_TRECHO DO DOCUMENTO:_
──────────────────────────────

Chan Kinchla conversou com o Blog n’ Roll, via Zoom, sobre essa longa jornada, novo álbum, Run-Around, entre outros assuntos. Confira abaixo.
São 36 anos de banda até o momento. E o Blues Traveler segue ativo, lançando álbuns e fazendo tours. Qual é o segredo para essa longevidade?
Acho que começamos juntos no Ensino Médio, quando tínhamos uns 15, 16 anos, foi quando a banda se formou. Então, realmente crescemos juntos. Isso nos torna mais unidos, somos quase como uma família. Sabe, somos quase irmãos. Crescemos juntos. Isso ajuda.
Acho que nosso primeiro amor era tocar música ao vivo, improvisar, apenas a experiência de tocar em um show ao vivo para uma ótima plateia. No começo, com plateias muito pequenas ou sem plateia. Mas sempre amamos tocar ao vivo e isso é algo em que sempre conseguimos recorrer, independentemente de tudo o que está acontecendo. Apenas saímos em turnê e tocamos ao vivo, adoramos fazer isso. Honestamente, isso é realmente o coração da banda.
E quanto a todas as outras coisas, sempre estamos, eu acho, tentando coisas diferentes, experimentando. Isso nos mantém frescos e crescendo como músicos. E, sabe, é o que amamos fazer. Acho que muitas bandas se envolvem muito no ego, mas acredito que sempre acabam se reunindo.
Então, decidimos pular isso e apenas continuar juntos e continuar trabalhando. Não são muitas as bandas que se separam e voltam a se reunir. Então, por que elas se separam? Apenas tirem uma pausa.

──────────────────────────────

_TAREFA PROPOSTA:_
De acordo com a entrevista, em que fase da vida e com que idade aproximada os integrantes formaram a banda? Os registros não são necessários para responder.

──────────────────────────────

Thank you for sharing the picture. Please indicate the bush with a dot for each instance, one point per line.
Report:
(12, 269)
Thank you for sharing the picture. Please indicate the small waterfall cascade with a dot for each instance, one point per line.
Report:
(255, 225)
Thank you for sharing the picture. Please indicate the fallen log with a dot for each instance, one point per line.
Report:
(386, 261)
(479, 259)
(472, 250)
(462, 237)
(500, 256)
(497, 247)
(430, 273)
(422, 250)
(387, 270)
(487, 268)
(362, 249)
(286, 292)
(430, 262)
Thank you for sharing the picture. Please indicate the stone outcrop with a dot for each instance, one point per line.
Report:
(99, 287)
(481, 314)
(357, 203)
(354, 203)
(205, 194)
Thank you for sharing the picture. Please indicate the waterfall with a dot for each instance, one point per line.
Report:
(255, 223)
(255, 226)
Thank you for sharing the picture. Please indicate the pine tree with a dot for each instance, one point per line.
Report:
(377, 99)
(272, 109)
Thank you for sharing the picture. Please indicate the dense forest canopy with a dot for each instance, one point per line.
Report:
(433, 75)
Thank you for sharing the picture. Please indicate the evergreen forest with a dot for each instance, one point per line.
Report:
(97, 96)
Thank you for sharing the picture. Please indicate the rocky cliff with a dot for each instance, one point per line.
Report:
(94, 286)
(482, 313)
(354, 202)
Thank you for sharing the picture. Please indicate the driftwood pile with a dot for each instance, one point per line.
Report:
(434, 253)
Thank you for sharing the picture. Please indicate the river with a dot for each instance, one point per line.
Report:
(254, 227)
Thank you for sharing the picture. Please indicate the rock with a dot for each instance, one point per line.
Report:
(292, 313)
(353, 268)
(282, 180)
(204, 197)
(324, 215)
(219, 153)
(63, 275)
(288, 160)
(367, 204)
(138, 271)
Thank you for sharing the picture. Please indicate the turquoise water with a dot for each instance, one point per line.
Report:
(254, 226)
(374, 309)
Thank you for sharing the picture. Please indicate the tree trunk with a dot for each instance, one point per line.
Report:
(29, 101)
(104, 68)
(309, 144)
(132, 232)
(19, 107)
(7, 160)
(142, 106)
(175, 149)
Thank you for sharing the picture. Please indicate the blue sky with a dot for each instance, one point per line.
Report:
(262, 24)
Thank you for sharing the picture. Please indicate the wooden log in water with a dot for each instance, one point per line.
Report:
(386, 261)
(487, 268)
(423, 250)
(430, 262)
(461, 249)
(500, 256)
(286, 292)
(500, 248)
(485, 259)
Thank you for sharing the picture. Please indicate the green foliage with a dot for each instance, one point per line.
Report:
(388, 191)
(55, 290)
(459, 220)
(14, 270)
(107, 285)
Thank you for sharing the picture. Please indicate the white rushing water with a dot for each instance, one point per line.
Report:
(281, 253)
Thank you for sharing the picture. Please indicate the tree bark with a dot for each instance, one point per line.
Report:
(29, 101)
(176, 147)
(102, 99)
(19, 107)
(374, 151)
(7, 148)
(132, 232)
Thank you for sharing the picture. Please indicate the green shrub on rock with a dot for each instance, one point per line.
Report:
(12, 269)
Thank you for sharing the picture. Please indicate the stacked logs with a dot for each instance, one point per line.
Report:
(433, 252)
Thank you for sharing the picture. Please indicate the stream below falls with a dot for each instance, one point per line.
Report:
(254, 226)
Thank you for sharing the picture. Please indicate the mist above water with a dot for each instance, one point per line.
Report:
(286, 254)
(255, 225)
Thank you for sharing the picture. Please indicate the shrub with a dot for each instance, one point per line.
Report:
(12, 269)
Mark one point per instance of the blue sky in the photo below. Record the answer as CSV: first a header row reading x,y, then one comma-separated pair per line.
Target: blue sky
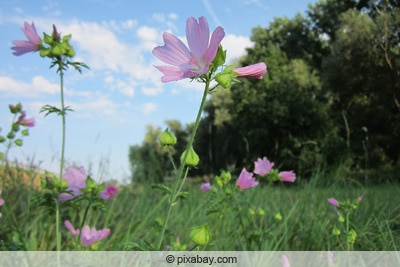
x,y
122,92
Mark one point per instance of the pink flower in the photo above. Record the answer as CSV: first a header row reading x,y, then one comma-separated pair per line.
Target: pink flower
x,y
253,71
71,228
288,176
333,202
246,180
262,166
91,235
285,261
205,186
193,61
108,192
21,46
76,178
26,122
1,203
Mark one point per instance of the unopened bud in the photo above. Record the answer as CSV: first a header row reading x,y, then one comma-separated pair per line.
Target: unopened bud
x,y
192,159
167,138
200,235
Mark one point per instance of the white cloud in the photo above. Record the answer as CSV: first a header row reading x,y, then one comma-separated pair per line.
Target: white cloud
x,y
148,108
36,87
152,91
235,46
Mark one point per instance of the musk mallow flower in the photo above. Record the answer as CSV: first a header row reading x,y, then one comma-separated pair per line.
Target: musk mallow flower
x,y
253,71
246,180
109,192
205,186
262,166
191,61
76,179
333,202
22,46
287,176
71,229
91,235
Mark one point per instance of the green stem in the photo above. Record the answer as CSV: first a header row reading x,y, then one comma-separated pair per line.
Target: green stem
x,y
179,174
60,69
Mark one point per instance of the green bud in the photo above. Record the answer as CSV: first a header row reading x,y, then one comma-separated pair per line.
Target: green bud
x,y
261,212
351,237
200,235
252,212
226,77
335,231
25,132
15,109
18,142
48,39
273,175
44,52
66,38
167,138
15,127
220,58
57,50
10,135
192,159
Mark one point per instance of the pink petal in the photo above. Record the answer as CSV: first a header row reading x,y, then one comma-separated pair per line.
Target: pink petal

──────────────────────────────

_RESPOSTA À TAREFA:_
No Ensino Médio, quando tinham uns 15, 16 anos.